#### HOW TO COMPLETE THIS TASK:
Every line in the records below between the one holding "target | brown woven wrap" and the one holding "target | metal fence", inclusive, is to be set down exactly; all other lines are to be left out.

#### RAW DATA:

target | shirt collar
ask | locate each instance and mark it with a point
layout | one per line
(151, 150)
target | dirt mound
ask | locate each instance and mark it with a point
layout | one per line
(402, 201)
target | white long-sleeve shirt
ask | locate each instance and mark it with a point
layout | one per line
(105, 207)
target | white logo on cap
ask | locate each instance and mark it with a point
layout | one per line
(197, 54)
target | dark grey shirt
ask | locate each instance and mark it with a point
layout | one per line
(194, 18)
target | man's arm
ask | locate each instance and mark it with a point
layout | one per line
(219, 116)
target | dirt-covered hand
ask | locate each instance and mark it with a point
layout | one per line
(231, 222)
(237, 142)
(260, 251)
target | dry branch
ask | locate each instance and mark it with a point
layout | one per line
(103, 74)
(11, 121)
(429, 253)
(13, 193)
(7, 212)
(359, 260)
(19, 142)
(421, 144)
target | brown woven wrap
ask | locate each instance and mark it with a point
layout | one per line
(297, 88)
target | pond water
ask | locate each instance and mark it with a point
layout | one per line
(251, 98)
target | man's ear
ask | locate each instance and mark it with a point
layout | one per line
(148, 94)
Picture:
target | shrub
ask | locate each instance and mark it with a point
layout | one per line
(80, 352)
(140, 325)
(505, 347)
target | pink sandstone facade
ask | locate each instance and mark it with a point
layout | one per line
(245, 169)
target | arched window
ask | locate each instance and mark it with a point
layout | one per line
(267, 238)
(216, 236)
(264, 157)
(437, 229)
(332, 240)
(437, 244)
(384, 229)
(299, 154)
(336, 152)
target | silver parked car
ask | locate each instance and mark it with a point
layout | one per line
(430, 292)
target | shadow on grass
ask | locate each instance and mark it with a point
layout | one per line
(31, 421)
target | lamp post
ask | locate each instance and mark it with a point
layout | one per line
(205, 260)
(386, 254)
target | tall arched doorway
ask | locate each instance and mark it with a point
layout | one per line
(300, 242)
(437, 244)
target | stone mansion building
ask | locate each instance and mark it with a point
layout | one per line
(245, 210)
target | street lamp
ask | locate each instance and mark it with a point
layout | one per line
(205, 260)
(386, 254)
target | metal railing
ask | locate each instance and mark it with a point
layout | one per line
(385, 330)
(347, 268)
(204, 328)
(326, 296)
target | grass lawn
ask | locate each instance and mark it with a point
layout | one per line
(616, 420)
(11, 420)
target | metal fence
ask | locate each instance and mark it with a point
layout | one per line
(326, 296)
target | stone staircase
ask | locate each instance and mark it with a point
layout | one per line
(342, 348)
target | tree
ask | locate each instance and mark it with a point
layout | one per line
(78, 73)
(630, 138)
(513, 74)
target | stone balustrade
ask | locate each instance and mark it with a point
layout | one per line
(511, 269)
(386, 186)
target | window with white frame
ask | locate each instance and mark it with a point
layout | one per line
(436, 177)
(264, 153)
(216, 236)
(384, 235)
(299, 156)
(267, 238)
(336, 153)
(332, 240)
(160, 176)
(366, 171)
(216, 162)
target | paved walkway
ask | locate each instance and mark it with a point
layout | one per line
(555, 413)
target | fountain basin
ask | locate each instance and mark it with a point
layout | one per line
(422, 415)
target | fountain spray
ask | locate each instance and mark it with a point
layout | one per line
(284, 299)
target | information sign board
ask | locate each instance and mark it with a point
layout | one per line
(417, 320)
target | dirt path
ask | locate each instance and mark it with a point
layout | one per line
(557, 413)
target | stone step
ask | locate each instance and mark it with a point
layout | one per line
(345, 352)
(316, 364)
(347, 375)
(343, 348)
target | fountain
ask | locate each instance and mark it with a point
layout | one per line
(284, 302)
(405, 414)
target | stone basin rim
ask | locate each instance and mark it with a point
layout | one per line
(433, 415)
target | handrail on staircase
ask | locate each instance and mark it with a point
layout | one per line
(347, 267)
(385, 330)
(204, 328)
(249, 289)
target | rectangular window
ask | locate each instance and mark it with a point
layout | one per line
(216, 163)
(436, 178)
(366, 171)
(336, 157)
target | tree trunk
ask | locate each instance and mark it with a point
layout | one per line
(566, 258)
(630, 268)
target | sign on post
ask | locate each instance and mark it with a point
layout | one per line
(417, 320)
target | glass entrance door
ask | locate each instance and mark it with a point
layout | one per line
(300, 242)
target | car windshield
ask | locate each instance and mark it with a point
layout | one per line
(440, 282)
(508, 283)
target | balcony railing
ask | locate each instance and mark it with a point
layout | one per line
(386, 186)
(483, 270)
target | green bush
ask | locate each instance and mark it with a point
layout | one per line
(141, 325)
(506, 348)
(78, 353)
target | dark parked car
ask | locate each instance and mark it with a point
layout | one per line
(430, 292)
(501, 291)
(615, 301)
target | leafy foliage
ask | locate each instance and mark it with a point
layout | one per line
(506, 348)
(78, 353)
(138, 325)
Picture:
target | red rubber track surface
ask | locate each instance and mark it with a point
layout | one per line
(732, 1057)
---
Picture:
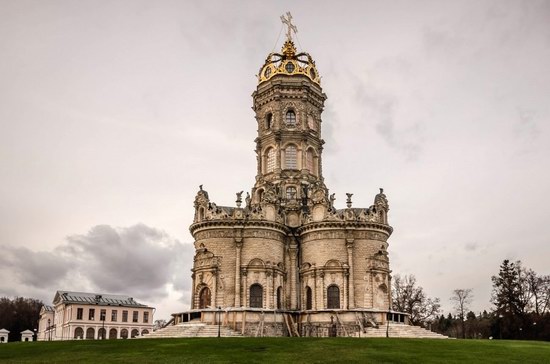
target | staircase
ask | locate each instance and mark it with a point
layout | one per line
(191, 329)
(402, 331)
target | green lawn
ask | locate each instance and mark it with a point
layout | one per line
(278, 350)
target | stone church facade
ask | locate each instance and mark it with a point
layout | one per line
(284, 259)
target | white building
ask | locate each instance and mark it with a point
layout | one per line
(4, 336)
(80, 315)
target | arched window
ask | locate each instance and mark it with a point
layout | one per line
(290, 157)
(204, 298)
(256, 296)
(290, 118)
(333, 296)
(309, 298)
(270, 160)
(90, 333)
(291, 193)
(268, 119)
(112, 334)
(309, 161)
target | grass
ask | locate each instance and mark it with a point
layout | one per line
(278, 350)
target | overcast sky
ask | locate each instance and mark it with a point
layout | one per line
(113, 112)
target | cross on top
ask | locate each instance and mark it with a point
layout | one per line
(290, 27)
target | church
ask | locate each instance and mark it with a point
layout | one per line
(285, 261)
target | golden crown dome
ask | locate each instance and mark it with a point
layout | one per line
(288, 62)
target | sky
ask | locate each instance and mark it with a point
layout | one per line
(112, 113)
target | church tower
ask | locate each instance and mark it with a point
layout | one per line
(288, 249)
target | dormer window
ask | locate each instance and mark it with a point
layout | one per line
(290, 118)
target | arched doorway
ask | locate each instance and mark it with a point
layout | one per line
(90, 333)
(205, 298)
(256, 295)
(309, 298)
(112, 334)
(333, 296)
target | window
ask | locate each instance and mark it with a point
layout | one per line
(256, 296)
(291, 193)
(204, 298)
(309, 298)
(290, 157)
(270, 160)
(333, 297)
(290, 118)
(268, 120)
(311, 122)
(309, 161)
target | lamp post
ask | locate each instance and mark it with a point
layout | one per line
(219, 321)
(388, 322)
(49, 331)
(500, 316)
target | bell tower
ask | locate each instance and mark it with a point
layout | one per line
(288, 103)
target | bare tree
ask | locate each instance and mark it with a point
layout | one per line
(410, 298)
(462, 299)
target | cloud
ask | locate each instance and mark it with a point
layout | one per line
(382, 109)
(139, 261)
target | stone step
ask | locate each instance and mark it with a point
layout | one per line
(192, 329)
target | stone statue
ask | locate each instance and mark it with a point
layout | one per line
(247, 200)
...
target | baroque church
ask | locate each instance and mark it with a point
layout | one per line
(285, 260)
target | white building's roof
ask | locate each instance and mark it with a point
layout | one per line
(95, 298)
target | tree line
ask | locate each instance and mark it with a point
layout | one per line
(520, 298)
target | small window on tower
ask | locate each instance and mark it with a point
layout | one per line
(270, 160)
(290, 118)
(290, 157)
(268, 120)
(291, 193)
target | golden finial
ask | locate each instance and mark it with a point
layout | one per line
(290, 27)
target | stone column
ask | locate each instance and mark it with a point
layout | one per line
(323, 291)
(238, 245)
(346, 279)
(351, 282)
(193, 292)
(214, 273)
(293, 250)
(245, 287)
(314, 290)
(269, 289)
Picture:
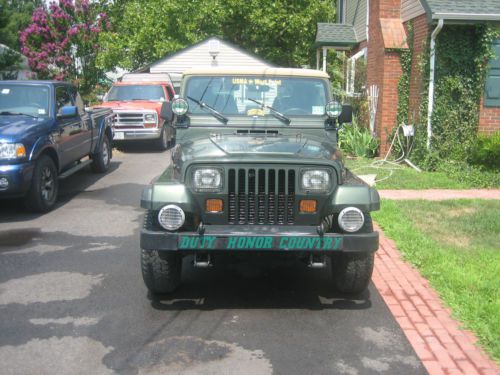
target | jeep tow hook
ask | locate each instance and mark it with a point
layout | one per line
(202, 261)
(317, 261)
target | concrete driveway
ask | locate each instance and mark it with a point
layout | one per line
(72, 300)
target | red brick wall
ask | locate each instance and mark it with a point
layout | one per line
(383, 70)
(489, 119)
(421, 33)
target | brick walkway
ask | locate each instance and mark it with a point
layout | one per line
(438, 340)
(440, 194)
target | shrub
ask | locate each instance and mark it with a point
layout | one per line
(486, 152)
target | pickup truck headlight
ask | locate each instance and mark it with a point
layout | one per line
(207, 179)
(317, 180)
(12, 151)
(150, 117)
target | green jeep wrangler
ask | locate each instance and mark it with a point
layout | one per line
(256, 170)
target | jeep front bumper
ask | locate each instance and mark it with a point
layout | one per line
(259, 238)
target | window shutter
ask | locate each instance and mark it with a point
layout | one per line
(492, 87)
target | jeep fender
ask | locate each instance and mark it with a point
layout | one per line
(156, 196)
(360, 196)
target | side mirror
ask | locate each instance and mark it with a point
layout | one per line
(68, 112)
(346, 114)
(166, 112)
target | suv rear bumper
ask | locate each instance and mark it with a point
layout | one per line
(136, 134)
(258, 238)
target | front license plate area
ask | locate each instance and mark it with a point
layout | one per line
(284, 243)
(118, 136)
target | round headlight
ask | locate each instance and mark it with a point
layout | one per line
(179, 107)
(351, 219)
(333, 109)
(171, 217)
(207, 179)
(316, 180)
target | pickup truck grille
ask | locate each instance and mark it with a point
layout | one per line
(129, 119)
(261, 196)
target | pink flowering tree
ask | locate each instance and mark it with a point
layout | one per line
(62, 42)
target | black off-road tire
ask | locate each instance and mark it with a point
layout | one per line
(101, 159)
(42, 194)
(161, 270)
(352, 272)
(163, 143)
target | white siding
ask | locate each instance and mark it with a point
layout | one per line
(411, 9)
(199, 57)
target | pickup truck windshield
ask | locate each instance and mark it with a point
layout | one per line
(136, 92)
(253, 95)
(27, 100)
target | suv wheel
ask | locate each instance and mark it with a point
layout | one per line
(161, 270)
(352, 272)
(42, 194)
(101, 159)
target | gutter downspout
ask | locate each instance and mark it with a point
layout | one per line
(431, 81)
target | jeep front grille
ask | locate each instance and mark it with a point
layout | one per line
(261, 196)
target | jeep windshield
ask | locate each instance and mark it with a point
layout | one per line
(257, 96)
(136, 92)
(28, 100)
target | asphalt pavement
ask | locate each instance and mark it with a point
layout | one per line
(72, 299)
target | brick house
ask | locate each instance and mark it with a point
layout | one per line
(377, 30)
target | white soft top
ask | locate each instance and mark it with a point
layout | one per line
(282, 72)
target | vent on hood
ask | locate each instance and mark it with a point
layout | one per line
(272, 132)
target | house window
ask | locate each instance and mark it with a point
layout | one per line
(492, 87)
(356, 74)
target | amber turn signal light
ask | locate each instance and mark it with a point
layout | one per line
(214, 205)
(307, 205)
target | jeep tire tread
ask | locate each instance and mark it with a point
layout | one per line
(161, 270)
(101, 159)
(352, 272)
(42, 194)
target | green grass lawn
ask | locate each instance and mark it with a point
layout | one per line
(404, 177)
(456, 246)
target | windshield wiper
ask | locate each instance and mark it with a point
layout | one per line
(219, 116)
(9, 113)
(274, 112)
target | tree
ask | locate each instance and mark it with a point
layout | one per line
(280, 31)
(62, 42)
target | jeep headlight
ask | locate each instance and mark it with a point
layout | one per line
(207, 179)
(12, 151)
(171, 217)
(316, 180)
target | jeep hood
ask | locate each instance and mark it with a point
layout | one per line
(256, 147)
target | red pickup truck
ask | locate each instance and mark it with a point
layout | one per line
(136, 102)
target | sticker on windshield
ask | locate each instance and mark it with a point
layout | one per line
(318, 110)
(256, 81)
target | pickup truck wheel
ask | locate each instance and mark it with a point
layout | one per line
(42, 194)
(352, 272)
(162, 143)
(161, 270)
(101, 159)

#### FINISHED TASK:
target | brown woven wrap
ask | locate each instance and mark it with a point
layout | one per line
(297, 88)
target | pond water
ask | locate each instance and mark it with a point
layout | one per line
(251, 98)
target | man's ear
ask | locate each instance and mark it with a point
layout | one per line
(148, 94)
Picture:
target | shrub
ask | locate each instance and mark it with a point
layout | one per line
(80, 352)
(140, 325)
(505, 347)
target | pink sandstone facade
ask | locate each instance and mark it with a point
layout | one per line
(245, 169)
target | arched window
ask | locate each instance and mark it with a point
layout | one per line
(267, 238)
(216, 236)
(264, 157)
(437, 229)
(332, 240)
(437, 244)
(384, 229)
(299, 154)
(336, 152)
target | silver parked car
ask | locate each instance and mark it with a point
layout | one per line
(430, 292)
target | shadow on grass
ask | locate each instance and mark it with a point
layout | one per line
(31, 421)
target | lamp post
ask | locate each instance and mark it with a point
layout | one per line
(205, 260)
(386, 254)
target | tall arched doorway
ask | locate each instance and mark it with a point
layout | one per line
(300, 242)
(437, 244)
target | stone mansion building
ask | locate each instance and mark it with a point
layout | one per line
(245, 210)
target | street lamp
ask | locate each instance and mark it with a point
layout | one per line
(205, 260)
(386, 254)
target | metal railing
ask | locate each instance and mark it with a point
layout | one per line
(385, 330)
(347, 268)
(204, 328)
(326, 296)
target | grass lawn
ask | locate each instance and mark it with a point
layout | one per line
(616, 420)
(11, 420)
target | metal fence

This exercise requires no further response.